-- Problem --
Shift each point coordinate in the answers by adding 76 to both of its numbers, and write the listing out again from the line with "of the ceiling" up to and including the line with "of the window", keeping the reviewer note lines too. Leave the pictures out.

-- Source data --
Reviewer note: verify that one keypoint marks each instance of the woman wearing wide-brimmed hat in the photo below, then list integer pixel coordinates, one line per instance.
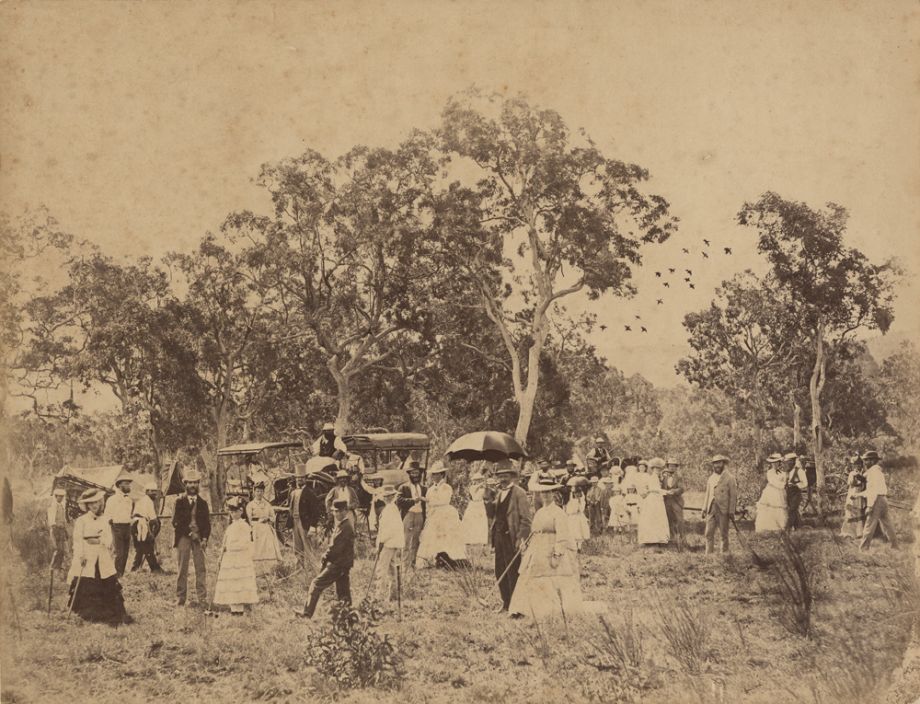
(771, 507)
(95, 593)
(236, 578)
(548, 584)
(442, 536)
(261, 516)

* * *

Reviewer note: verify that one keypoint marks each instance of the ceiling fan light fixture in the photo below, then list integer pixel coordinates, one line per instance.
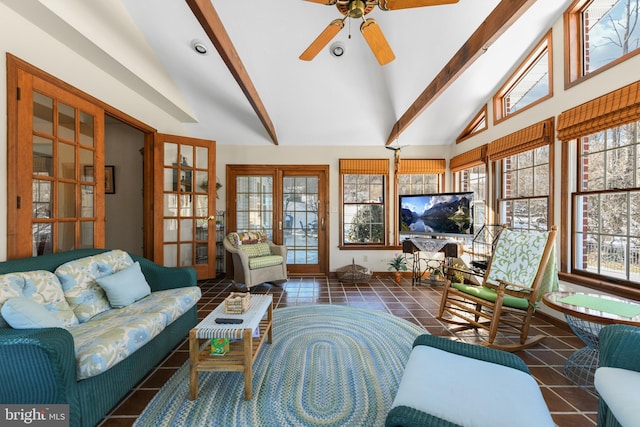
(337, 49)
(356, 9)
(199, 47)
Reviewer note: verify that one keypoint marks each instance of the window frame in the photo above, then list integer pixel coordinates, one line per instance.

* * *

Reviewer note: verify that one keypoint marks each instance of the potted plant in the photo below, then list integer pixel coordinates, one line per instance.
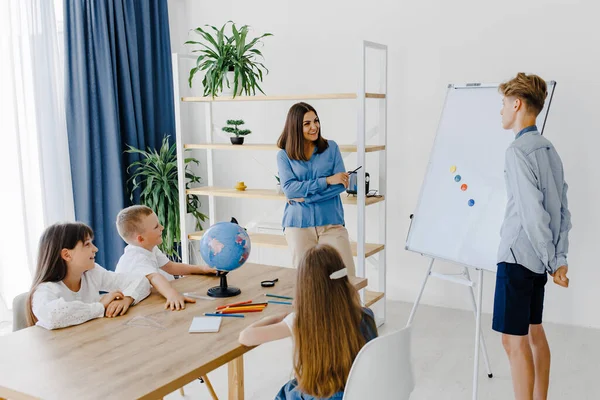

-- Output of the task --
Reviewer note: verify that one keypoint marks each instance of the ceiling fan light fixture in the photo below, then list integer pixel coordinates, one line per instance.
(413, 125)
(432, 85)
(275, 123)
Reviewer note: verify that one keypoint marks each instance of the window frame in the photo above, then list integer pixel coordinates, one line per instance.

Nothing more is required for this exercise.